[Start ROWS]
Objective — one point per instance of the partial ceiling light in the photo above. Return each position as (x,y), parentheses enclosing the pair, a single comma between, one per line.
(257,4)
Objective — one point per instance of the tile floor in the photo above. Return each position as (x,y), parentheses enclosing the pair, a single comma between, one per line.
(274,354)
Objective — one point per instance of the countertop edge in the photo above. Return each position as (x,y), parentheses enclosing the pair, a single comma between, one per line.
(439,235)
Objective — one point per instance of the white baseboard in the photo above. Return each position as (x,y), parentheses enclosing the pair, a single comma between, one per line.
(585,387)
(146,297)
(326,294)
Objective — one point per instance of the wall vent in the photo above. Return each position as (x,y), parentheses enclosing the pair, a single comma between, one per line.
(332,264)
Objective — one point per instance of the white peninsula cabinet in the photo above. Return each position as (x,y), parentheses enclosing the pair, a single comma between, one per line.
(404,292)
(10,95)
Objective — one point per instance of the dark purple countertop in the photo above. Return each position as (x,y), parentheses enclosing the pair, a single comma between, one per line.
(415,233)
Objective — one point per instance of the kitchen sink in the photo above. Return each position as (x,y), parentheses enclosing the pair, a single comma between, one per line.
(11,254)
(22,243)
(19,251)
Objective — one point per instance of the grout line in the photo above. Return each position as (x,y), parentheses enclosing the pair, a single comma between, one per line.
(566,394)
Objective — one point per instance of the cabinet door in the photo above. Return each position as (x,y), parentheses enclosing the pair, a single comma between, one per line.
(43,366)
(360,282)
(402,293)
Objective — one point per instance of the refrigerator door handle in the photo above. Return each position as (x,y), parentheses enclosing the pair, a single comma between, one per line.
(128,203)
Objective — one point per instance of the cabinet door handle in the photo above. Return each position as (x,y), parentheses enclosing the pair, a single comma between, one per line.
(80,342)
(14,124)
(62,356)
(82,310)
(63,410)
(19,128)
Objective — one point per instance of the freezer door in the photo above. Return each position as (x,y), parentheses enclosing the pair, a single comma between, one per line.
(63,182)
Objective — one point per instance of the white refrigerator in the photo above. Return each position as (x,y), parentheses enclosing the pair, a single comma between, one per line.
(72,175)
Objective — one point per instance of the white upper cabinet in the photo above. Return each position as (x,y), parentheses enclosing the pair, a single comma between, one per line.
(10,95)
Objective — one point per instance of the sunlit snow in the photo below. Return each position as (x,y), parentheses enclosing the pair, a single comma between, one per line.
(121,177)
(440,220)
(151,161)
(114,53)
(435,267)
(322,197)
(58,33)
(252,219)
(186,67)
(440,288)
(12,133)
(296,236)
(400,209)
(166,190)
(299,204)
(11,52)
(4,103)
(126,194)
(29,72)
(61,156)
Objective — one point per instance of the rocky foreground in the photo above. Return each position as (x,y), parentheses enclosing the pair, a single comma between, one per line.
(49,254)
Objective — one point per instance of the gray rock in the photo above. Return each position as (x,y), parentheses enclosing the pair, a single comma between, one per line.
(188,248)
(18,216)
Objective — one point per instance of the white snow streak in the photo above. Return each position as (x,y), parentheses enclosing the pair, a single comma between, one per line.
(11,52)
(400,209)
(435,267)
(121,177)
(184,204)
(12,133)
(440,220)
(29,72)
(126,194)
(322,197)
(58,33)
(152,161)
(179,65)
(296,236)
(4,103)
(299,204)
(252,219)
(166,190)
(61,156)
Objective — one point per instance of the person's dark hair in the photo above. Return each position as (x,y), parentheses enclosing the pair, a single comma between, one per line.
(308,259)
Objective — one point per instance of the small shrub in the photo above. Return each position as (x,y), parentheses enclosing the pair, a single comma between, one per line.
[End ROWS]
The records above should be duplicated in full, exactly as given.

Objective — one point per instance of the partial ceiling light in the photo above. Return each position as (x,y), parentheses enclosing the pair, a single comma between, one per line.
(257,4)
Objective — one point per instance of the tile floor in the photo above. Return each position as (x,y), parentheses enclosing the pair, a single comma between, one per line.
(274,354)
Objective — one point per instance of the countertop edge in the photo above. Return each position as (x,y), parentheses enclosing the pair, a single comma between, one per line.
(439,235)
Objective — one point per instance of the white baseboard in the photo above. Return each position as (x,y), parentheses enclosing the pair, a single comma between, one per line.
(585,387)
(146,297)
(326,294)
Objective — one point per instance of the wall vent in the photo above. Return each position as (x,y), parentheses enclosing the pair, a single comma between, one per line.
(332,264)
Objective — one point per instance of the white peninsula cabinet in the photo above. Return each position as (x,y), parentheses enclosing the pair, a single comma between, one per line.
(404,292)
(10,95)
Objective — one point per instance of the dark purple countertop in the photo above. Return each position as (x,y), parentheses enclosing the pair, a single comma between, one per line.
(415,233)
Objective — one point per instance of the kitchen sink in the photo above. Return each position as (x,y), parentheses enclosing the pair, a single comma between, one per line.
(11,254)
(22,243)
(19,251)
Objective — one point per instance of the grout line in the photo above. Return each position as (x,y), parentheses enclosing the pair, a single comma between, one per line.
(566,394)
Objective — one point per instance of the cabinet door in the photo above. Return each position as (x,y), parentheses enclosing the pair, a single comma between, one per line.
(43,366)
(360,282)
(402,293)
Objective — one point per instance of the refrigerator door handle in the photo above. Return each position as (x,y), parentheses enclosing the pair, a single comma between, one per line.
(128,203)
Objective — one point per instance of the cabinet door handle in the photo above. Return each position as (x,y), parentheses enclosing the pair, a single comma between, one per line.
(80,342)
(14,124)
(62,356)
(82,310)
(63,410)
(19,128)
Objective — one point per instance of the freezer door in the photo above. Return each position as (x,y), parentheses enclosing the pair, a single comma between, one per line.
(63,182)
Objective — one point per instance of the white refrigerator in the photo above. Return each position as (x,y), parentheses enclosing the pair, a single comma between, one per line.
(72,175)
Objective — one point per instance of the white upper cabinet in the photo above. Return each position as (x,y), parentheses enclosing the pair, a single comma between, one per line.
(10,95)
Objective — one point per instance of the sunlit snow in the photo below. Return each position as (x,y), parentheses enclosing the pair, a single comma between, one per line.
(121,177)
(440,220)
(151,161)
(114,53)
(435,267)
(322,197)
(58,33)
(252,219)
(186,67)
(440,288)
(12,133)
(296,236)
(400,209)
(166,190)
(299,204)
(11,52)
(4,103)
(126,194)
(29,72)
(61,156)
Objective — one point per instance of the rocky foreground in the photo above. Return each position as (x,y), parentheses enclosing the pair, a single comma between, one per line.
(49,254)
Objective — one point per instance of the gray rock in the photo above. Return each position as (x,y), parentheses enclosing the pair, a single comma between, one per line.
(188,248)
(18,216)
Objective — one point per instance of the white snow streak in the photo above. Return each position as (x,y), parentheses enclosing the pair, a single comma between, one per line.
(11,52)
(400,209)
(435,267)
(121,177)
(184,204)
(12,133)
(440,220)
(29,72)
(126,194)
(322,197)
(58,33)
(152,161)
(179,65)
(296,236)
(4,103)
(299,204)
(252,219)
(166,190)
(61,156)
Objective — one point per instance of the person's dark hair in the photo above. Return each position as (x,y), parentheses enclosing the pair, a single comma between, one per line.
(308,259)
Objective — one point per instance of the small shrub in the photo above. Return each position as (x,y), parentheses enclosing the pair, a single comma between, one per line.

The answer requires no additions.